EXERCISE DETAILS: Retype the records that come next, word for word.

(Stored data entries)
>>>
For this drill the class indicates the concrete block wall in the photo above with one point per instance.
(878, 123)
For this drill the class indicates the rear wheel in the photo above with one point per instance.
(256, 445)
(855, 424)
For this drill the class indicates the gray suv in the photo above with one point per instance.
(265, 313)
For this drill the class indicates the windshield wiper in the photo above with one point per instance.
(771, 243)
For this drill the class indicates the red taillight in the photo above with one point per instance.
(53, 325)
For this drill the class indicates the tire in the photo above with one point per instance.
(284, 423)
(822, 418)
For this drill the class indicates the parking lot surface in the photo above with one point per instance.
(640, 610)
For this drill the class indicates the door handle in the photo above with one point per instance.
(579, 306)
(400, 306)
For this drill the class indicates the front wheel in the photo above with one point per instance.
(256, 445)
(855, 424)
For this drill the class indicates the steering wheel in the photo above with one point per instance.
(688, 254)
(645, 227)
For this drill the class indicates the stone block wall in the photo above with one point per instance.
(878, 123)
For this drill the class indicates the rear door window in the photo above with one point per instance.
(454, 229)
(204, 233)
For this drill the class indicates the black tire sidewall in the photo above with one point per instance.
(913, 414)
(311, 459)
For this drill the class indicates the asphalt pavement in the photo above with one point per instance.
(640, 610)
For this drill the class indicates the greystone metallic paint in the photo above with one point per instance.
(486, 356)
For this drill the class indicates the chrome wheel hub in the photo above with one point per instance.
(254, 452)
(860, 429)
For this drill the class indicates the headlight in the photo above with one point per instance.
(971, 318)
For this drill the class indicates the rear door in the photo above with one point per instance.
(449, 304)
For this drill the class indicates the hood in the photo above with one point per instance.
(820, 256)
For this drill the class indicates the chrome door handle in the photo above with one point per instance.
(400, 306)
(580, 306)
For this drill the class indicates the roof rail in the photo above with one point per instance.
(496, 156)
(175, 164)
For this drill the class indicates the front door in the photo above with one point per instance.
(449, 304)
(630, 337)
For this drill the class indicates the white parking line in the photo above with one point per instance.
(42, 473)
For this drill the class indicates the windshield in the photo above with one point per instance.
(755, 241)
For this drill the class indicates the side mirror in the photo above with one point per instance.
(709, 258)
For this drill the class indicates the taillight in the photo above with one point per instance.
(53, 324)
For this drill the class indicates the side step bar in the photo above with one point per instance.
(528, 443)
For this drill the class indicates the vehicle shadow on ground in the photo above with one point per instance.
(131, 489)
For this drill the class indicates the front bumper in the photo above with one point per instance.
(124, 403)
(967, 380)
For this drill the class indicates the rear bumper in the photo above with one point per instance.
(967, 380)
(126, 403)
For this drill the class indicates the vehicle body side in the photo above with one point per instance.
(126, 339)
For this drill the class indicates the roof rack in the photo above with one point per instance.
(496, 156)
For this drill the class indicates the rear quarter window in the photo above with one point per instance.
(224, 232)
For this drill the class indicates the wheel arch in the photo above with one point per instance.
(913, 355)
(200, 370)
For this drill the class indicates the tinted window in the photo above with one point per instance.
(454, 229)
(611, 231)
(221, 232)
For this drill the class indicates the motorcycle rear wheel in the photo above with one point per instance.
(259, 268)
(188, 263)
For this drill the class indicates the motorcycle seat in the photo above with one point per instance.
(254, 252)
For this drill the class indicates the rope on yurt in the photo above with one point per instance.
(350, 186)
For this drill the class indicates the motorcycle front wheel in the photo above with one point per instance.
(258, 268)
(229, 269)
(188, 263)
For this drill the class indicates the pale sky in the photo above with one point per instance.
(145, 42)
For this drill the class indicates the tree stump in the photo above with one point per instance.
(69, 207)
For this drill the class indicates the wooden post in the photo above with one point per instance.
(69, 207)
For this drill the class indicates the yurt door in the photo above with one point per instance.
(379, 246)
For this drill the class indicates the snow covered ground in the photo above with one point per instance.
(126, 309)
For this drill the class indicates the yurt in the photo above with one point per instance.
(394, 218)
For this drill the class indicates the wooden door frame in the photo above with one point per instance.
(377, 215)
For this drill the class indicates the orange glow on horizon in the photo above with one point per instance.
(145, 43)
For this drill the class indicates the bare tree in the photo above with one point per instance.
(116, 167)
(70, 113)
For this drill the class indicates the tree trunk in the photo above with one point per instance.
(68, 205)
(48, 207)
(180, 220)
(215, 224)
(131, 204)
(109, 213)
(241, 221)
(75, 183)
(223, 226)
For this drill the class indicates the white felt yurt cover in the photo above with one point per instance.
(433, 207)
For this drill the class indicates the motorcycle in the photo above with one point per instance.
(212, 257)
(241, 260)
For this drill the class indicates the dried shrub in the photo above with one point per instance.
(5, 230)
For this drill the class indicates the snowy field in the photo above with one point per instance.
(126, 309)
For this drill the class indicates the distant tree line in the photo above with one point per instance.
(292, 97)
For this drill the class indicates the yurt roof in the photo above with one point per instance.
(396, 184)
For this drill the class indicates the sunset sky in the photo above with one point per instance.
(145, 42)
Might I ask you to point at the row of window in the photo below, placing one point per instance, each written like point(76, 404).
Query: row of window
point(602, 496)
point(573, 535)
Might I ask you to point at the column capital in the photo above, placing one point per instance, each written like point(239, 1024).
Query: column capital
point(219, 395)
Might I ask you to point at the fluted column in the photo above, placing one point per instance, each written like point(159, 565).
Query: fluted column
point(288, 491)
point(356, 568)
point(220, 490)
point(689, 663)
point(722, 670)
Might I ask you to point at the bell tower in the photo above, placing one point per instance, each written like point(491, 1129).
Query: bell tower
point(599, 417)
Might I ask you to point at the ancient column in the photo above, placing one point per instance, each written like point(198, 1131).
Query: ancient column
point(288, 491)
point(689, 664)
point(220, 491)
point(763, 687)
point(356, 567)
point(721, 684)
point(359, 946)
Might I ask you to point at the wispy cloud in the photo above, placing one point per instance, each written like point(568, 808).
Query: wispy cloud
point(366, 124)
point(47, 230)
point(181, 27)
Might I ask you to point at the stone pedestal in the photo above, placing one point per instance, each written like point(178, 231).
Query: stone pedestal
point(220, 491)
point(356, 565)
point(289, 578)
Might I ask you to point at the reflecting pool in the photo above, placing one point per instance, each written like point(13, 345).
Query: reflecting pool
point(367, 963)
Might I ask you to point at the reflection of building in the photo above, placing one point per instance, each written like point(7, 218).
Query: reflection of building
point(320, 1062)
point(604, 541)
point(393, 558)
<<<
REPLY TO THE EXERCISE:
For this drill the class indicates the concrete block wall in the photo above with one point per instance.
(878, 123)
For this drill the class indicates the rear wheel in the photo above with one point per instance.
(256, 445)
(855, 424)
For this drill the class indicates the gray suv in the photo above with one point per instance.
(265, 313)
For this drill the class indicates the windshield wiper in the photo above with one point per instance.
(771, 243)
For this drill the class indicates the red taillight in the photo above with one point per instance.
(53, 325)
For this drill the class indicates the tire in the photo above with one point per instance.
(284, 423)
(822, 418)
For this drill the class indicates the parking lot surface in the photo above with one point per instance.
(640, 610)
For this drill the class indicates the door handle in the photo above with one point per instance.
(579, 306)
(400, 306)
For this drill the class indicates the front wheel in the photo above with one point per instance.
(256, 445)
(855, 424)
For this drill the class indicates the steering wheel in the photo above with one point per instance.
(688, 254)
(645, 227)
For this drill the class indicates the stone block wall in the photo above with one point per instance.
(878, 123)
For this drill the class indicates the rear door window in the photo above with one point per instance.
(454, 229)
(204, 233)
For this drill the class indicates the black tire sidewall in the photo above with one point per instance.
(913, 414)
(311, 459)
For this drill the class indicates the asphalt pavement in the photo above with one point per instance.
(640, 610)
For this drill the class indicates the greystone metallic paint in the photo above with one point per instance.
(486, 356)
For this drill the class indicates the chrome wheel hub in the photo above with one point per instance.
(254, 452)
(860, 429)
For this drill the class indicates the headlight in the photo above with one point per instance.
(971, 318)
For this drill the class indicates the rear door in the photo above with one point per instance.
(449, 304)
For this drill the class indicates the hood in the photo above with one point per instance.
(820, 256)
For this drill the class indicates the chrome door handle in the photo above with one point per instance.
(400, 306)
(580, 306)
For this drill the class indicates the roof rail in the photo above with one point per instance.
(496, 156)
(175, 164)
For this drill the class indicates the front door in the photo above with one point per instance.
(449, 304)
(630, 337)
For this drill the class indicates the white parking line in the photo above with one point per instance.
(42, 473)
For this drill the class indicates the windshield in the photo above with one point per instance.
(755, 241)
For this drill the class indicates the side mirror in the photo above with one point per instance.
(709, 258)
For this drill the class indicates the taillight in the photo above with one point per instance.
(53, 324)
For this drill the class indicates the side step bar in the photo above with one point per instance.
(528, 443)
For this drill the class indicates the vehicle shadow on ground in the photo above with one point per instance.
(131, 489)
For this drill the class indicates the front bumper in the photo above with one point per instance.
(124, 403)
(967, 380)
For this drill the class indicates the rear bumper in the photo above with one point per instance.
(967, 380)
(126, 403)
For this drill the class indicates the vehicle body side in the photo above with one point per instance.
(126, 339)
For this drill the class indicates the roof rack in the photo above with one point per instance.
(496, 156)
For this drill the class indicates the rear quarter window in the photo above with one point per instance.
(224, 232)
For this drill the class indicates the wheel arch in the photo above with one point per instance.
(913, 355)
(200, 370)
For this drill the class indicates the tinted window in the photo above with one point per instance.
(454, 229)
(611, 231)
(221, 232)
For this drill the class indicates the motorcycle rear wheel in the photo above with one point per instance.
(259, 268)
(188, 263)
For this drill the class indicates the motorcycle seat in the photo above with one point per instance.
(254, 252)
For this drill the class indicates the rope on yurt in the photo above with one point per instance.
(350, 186)
For this drill the class indicates the motorcycle front wheel in the photo above with one point per instance.
(258, 268)
(229, 269)
(188, 263)
For this drill the class indicates the pale sky in the photo above with one point per instance.
(145, 42)
For this drill the class indicates the tree stump in the photo above with one point per instance.
(69, 207)
For this drill the class indicates the wooden post in the photo above with one point per instance.
(69, 207)
For this drill the class indicates the yurt door in the photo above with one point per instance.
(379, 246)
For this drill the class indicates the snow covered ground in the photo above with one point per instance.
(126, 309)
For this drill the class indicates the yurt in the photo above with one point per instance.
(394, 218)
For this drill the class indicates the wooden door frame in the photo above with one point per instance.
(377, 215)
For this drill the class indicates the orange glow on horizon in the photo above with one point per instance.
(145, 43)
For this drill the class indicates the bare tree in the photo above with one point per instance.
(116, 167)
(70, 113)
For this drill the class indicates the tree trunk in the photo above with one point per instance.
(68, 205)
(48, 207)
(180, 220)
(215, 224)
(131, 204)
(109, 213)
(241, 221)
(75, 183)
(223, 226)
For this drill the class indicates the white felt yurt cover in the photo above with one point per instance.
(433, 207)
For this drill the class indicates the motorcycle in the photo above with one point per instance.
(212, 257)
(241, 260)
For this drill the class indicates the dried shrub in the photo above with one point per instance.
(5, 230)
For this drill the class indicates the snowy field in the photo above with one point per instance.
(126, 309)
For this drill the class indicates the distant tree line in the photo above with one point per instance.
(292, 97)
For this drill the class indicates the yurt roof in the photo above with one point per instance.
(396, 184)
For this drill the class indicates the sunset sky in the photo above with one point per instance.
(145, 42)
Might I ask you to point at the row of window in the photo below, placing one point per instance, each written like point(76, 404).
Query: row of window
point(602, 496)
point(573, 535)
Might I ask you to point at the column capital in the photo above, placing one point per instance, each written like point(239, 1024).
Query: column capital
point(219, 395)
Might I ask you to point at the fluted column in the photo above, placing one point per instance, each written like point(159, 565).
Query: fluted column
point(288, 491)
point(356, 568)
point(220, 490)
point(689, 663)
point(722, 670)
Might I ask you to point at the bell tower in the photo above, placing one point per instance, each written like point(491, 1129).
Query: bell tower
point(599, 417)
Might I ask you to point at the ancient column in the photo above, placing one point per instance, each written like point(198, 1131).
Query: ancient column
point(288, 491)
point(689, 664)
point(220, 491)
point(763, 687)
point(356, 567)
point(721, 684)
point(359, 946)
Might I ask you to point at the wispy cloud in the photo above, placing one point per instance, each written like point(568, 808).
Query: wispy cloud
point(366, 124)
point(47, 230)
point(181, 27)
Might I ask you to point at the stone pedestal in the photo above, placing one point per instance, each written like point(178, 231).
Query: stone pedestal
point(220, 491)
point(356, 565)
point(289, 578)
Might I ask you to point at the reflecting pool in the photo above, placing one point per instance, each written like point(13, 345).
Query: reflecting pool
point(367, 963)
Might I ask you to point at the reflection of building in the photo above, placing one point per instance, each written like point(7, 218).
Query: reflection of building
point(320, 1062)
point(604, 541)
point(393, 558)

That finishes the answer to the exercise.